-- TASK BRIEF --
Reproduce the items below, substituting "exercise" for "drill" wherever it occurs and leaving everything else unchanged.
— START EXERCISE INPUT —
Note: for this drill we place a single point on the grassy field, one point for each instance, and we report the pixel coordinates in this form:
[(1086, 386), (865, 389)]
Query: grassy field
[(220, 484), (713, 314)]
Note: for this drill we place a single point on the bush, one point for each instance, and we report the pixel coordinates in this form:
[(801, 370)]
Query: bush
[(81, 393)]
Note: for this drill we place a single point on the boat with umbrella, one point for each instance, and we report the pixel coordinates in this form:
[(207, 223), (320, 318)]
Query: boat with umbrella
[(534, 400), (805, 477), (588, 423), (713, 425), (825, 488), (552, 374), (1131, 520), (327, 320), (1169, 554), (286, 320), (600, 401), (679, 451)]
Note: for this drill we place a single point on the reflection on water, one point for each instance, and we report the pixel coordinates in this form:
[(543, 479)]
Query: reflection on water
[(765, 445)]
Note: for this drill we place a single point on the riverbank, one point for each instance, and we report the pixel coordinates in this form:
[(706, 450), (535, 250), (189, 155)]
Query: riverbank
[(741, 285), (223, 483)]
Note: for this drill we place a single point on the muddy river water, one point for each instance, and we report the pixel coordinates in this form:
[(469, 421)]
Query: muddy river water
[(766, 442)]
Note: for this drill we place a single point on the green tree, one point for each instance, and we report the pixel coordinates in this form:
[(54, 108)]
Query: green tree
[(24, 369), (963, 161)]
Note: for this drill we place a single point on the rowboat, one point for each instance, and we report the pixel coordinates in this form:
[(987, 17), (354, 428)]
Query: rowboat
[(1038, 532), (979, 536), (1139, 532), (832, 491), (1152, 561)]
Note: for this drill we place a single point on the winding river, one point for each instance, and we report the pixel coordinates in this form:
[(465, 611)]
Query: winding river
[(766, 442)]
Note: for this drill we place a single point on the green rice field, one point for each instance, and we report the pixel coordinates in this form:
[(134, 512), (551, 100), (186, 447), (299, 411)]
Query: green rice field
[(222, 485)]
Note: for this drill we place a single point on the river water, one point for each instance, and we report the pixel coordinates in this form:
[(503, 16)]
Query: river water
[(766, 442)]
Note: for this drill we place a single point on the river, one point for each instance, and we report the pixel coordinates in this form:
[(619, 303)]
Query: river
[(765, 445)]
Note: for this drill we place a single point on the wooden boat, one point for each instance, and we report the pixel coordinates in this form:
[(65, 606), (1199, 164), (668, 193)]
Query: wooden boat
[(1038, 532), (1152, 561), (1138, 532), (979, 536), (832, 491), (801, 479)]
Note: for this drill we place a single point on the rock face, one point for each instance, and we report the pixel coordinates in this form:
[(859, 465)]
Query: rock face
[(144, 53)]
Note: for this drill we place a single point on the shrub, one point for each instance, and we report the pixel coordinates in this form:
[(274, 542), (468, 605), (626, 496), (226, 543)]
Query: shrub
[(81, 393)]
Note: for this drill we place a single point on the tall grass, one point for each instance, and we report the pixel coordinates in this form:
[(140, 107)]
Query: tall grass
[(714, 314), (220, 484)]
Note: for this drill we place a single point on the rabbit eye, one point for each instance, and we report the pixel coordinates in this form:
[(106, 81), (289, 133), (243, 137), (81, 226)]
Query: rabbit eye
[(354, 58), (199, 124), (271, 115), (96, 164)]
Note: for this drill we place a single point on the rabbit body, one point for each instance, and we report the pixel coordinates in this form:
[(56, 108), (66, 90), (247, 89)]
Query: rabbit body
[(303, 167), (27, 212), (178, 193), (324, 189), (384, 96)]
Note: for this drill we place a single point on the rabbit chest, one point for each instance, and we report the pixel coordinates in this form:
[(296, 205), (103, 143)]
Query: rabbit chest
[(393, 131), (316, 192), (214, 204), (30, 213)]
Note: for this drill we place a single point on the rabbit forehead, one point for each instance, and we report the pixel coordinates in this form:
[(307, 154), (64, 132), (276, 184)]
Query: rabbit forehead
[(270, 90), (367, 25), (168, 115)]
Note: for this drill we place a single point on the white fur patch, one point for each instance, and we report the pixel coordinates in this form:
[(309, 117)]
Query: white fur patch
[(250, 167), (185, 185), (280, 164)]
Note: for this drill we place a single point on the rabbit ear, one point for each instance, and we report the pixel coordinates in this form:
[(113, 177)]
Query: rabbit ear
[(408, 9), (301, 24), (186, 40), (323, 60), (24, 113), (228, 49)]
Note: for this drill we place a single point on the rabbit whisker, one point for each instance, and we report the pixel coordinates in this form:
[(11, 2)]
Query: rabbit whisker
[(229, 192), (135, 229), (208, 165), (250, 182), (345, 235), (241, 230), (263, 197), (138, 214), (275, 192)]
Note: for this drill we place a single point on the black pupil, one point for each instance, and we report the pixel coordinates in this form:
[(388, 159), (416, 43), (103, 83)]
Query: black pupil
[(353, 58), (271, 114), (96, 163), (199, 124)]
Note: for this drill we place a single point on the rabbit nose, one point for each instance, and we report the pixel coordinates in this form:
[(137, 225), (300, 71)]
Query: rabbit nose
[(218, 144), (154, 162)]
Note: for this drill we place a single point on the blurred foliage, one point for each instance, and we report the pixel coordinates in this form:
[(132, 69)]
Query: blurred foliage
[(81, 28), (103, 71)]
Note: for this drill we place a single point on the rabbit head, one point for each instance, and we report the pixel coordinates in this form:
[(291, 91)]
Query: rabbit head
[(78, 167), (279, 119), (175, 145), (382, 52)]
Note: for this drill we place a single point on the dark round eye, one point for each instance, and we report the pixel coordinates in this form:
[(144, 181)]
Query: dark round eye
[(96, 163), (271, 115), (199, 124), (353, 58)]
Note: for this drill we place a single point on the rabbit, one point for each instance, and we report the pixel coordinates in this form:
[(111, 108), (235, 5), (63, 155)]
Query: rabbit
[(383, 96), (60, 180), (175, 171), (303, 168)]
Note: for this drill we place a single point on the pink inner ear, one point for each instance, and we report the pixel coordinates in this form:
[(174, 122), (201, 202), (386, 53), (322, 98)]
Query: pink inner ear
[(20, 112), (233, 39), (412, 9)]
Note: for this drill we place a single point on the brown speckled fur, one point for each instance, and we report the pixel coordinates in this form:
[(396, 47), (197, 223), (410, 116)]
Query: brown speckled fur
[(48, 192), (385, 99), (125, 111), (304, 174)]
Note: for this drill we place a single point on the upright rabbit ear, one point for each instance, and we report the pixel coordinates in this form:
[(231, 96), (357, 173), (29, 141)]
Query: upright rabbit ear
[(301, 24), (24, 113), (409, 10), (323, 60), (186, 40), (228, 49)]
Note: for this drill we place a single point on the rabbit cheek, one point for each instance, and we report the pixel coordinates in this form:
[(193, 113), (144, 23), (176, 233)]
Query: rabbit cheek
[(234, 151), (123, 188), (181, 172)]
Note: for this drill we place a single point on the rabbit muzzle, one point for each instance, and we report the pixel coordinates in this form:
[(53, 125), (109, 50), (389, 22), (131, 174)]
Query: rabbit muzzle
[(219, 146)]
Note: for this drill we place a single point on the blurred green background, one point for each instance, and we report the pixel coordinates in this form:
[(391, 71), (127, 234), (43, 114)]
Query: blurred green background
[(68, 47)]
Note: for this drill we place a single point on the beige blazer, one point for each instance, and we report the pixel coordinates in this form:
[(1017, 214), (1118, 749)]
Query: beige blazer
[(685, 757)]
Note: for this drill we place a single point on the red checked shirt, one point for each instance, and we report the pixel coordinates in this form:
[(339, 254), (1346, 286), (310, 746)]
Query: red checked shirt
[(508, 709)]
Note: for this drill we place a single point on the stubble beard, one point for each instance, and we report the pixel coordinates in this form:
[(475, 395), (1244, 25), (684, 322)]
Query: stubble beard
— END EXERCISE INPUT —
-- SOLUTION TO THIS PROBLEM --
Note: for this exercise we place a single point on the grassy field, one point for each instance, and we report the pixel coordinates in this form:
[(1086, 386), (865, 389)]
Query: grassy field
[(220, 484), (713, 314)]
Note: for this exercise we place a single point on the bush, one point for each instance, and we report the pixel coordinates in this form:
[(801, 370)]
Query: bush
[(81, 393)]
Note: for this exercise we place a single point on the boat with umbrella, one point for each instance, and we report the pixel coordinates in this form:
[(207, 223), (320, 318)]
Query: boat with umbrella
[(534, 400), (805, 477), (588, 423), (713, 425), (825, 488), (552, 374), (1131, 520), (327, 320), (1169, 554), (286, 320), (600, 401), (679, 451)]
Note: for this exercise we place a single point on the reflection on water, one point for each instance, and we report the pixel coordinates in this form:
[(543, 479)]
Query: reflection on water
[(765, 445)]
Note: for this exercise we place a single point on the riverbank, one point for each instance, and we report the pixel coordinates in this form:
[(706, 450), (535, 250), (189, 155)]
Query: riverbank
[(741, 285), (223, 483)]
Note: for this exercise we place a single point on the muddy river water, one point for each instance, and we report the pixel coordinates in this form:
[(469, 421)]
Query: muddy river water
[(766, 442)]
Note: for this exercise we place a single point on the green tree, one point for each instance, and we report the pixel coordinates in this form:
[(54, 108)]
Query: green tree
[(24, 369), (963, 161)]
Note: for this exercise we place a single point on the rowboat, one point for each instance, and we report the pixel coordinates in this form:
[(987, 17), (354, 428)]
Query: rowboat
[(1038, 532), (979, 536), (1139, 532), (832, 491), (1152, 561)]
Note: for this exercise we place a single point on the winding river, one point for each instance, and we report the pixel coordinates in this form:
[(465, 611)]
Query: winding river
[(766, 442)]
Note: for this exercise we place a single point on the green rice field, one point for each instance, and we report the pixel coordinates in this form:
[(134, 512), (551, 100), (186, 447), (299, 411)]
Query: green rice field
[(222, 485)]
Note: for this exercise we place a single point on the river water, one point for each instance, and we report the pixel coordinates in this form:
[(503, 16)]
Query: river water
[(766, 442)]
Note: for this exercise we place a single point on the river, one point for each instance, and we report the pixel coordinates in this form:
[(619, 303)]
Query: river
[(765, 445)]
Note: for this exercise we place a single point on the wooden boat, one point for each instance, and we report the pixel coordinates in this form:
[(65, 606), (1199, 164), (668, 193)]
Query: wooden boat
[(1038, 532), (1152, 561), (1138, 532), (979, 536), (832, 491), (801, 479)]
Note: for this exercise we place a single point on the rock face, one point for each instance, and we report the pixel coordinates in this form:
[(859, 465)]
Query: rock face
[(144, 53)]
Note: for this exercise we place a single point on the shrub, one point for each instance, and we report the pixel coordinates in this form:
[(274, 542), (468, 605), (626, 496), (226, 543)]
Query: shrub
[(81, 393)]
Note: for this exercise we place a single point on the tall grass, one point for each instance, and we report the pixel coordinates in this form:
[(140, 107)]
Query: tall grass
[(714, 314), (220, 484)]
Note: for this exercise we place a single point on the rabbit eye, one point for each instance, and we report the pixel coordinates in this form:
[(106, 81), (289, 133), (243, 137), (81, 226)]
Query: rabbit eye
[(354, 58), (199, 124), (271, 115), (96, 164)]
Note: for this exercise we place a single point on the rabbit body, one point for each instance, and we report the pixel coordinates in this form:
[(56, 108), (66, 90), (247, 89)]
Query: rabbit body
[(303, 167), (27, 212), (178, 193), (324, 189), (384, 96)]
Note: for this exercise we place a single point on the rabbit chest, one point for each instance, and we report the pixel coordinates in this form:
[(296, 205), (103, 143)]
Query: rabbit chest
[(393, 131), (316, 192), (214, 204), (30, 213)]
Note: for this exercise we place a single point on the rabbit forehead, one point for each instance, and we report the pixel coordinates in this form:
[(307, 154), (64, 132), (276, 184)]
Query: rabbit forehead
[(270, 90), (367, 25), (168, 115)]
Note: for this exercise we place a single point on the white fur patch, one point for each instance, and we report the pixel coordinates in this form:
[(309, 117)]
Query: white fur patch
[(250, 167), (185, 185), (280, 164)]
Note: for this exercise we place a single point on the rabbit ear, one point for each instance, and we report the pixel coordinates in this form:
[(113, 177)]
Query: rabbit ear
[(408, 9), (301, 24), (186, 40), (323, 60), (24, 113), (228, 49)]
Note: for this exercise we place a single point on the rabbit whisker, one point for each instance, and we report the pixel coordinates in this form:
[(11, 2)]
Query: rabbit whisker
[(229, 192), (135, 229), (208, 165), (250, 182), (345, 235), (241, 230), (263, 197), (138, 214), (275, 192)]
Note: for this exercise we place a single point on the black pupil, one point for each instance, and we report the pixel coordinates in this form:
[(388, 159), (416, 43), (103, 83)]
Query: black pupil
[(353, 58), (271, 114), (96, 163), (199, 124)]
Note: for this exercise we place a single point on the rabbit nose, one point for each instance, and we report the pixel coordinates in this form:
[(137, 225), (300, 71)]
Query: rabbit nose
[(218, 144), (154, 162)]
Note: for this exercise we place a single point on the blurred foliage, one point for each instance, and we report the pixel coordinates in this form:
[(132, 69)]
Query: blurred foliage
[(81, 28), (103, 71)]
Note: for this exercise we place a single point on the rabbit head, one point for each instance, and we report the pixel coordinates in this form:
[(291, 91)]
Query: rabbit head
[(78, 167), (279, 119), (175, 145), (382, 52)]
Note: for this exercise we place a single point on the dark round eye, one point for each instance, and we report the pixel coordinates in this form:
[(144, 181)]
Query: dark round eye
[(96, 163), (271, 115), (199, 124), (353, 58)]
Note: for this exercise we place a single point on the rabbit, one point for each instance, and we report the pixel coordinates in this form:
[(111, 108), (235, 5), (63, 155)]
Query: rabbit
[(383, 96), (60, 180), (175, 171), (303, 168)]
Note: for this exercise we place a single point on the pink inner ear, one point for each instance, and we report the pixel coordinates in this form:
[(174, 122), (201, 202), (386, 53), (322, 98)]
Query: pink inner ear
[(20, 112), (233, 39), (412, 9)]
Note: for this exercise we place a single point on the brown speckled fur, one point for each instance, and we report the pixel coordinates in this form:
[(396, 47), (197, 223), (410, 116)]
Query: brown speckled fur
[(48, 192), (385, 99), (125, 111), (304, 174)]
Note: for this exercise we place a single point on the upright rabbit ear, one point for each instance, and we report the pixel coordinates in this form:
[(231, 96), (357, 173), (29, 141)]
Query: upright rabbit ear
[(301, 24), (24, 113), (409, 10), (323, 60), (186, 40), (228, 49)]
Note: for this exercise we place a single point on the rabbit cheek, one point for each instance, and we report the pixel coordinates in this form:
[(193, 113), (144, 23), (176, 233)]
Query: rabbit cheek
[(234, 151), (123, 188), (181, 172)]
Note: for this exercise we place a single point on the rabbit muzzle, one point for each instance, and we report the pixel coordinates in this form:
[(53, 125), (109, 50), (389, 22), (131, 174)]
Query: rabbit muzzle
[(219, 146)]
Note: for this exercise we place a single point on the blurred green background, one point for each instance, and we report the pixel coordinates in this form:
[(391, 71), (127, 234), (43, 114)]
Query: blurred green background
[(68, 47)]
Note: for this exercise we place a single point on the beige blazer, one point for each instance, and we report the pixel coordinates in this form:
[(1017, 214), (1118, 749)]
Query: beige blazer
[(685, 757)]
Note: for this exercise we place a single point on the red checked shirt, one point for each instance, and we report the pixel coordinates in this form:
[(339, 254), (1346, 286), (310, 746)]
Query: red checked shirt
[(508, 709)]
Note: for this exercise we place a single point on the stubble beard, one point for each instance, and we report the pixel coordinates in this form:
[(475, 395), (1244, 25), (684, 322)]
Query: stubble beard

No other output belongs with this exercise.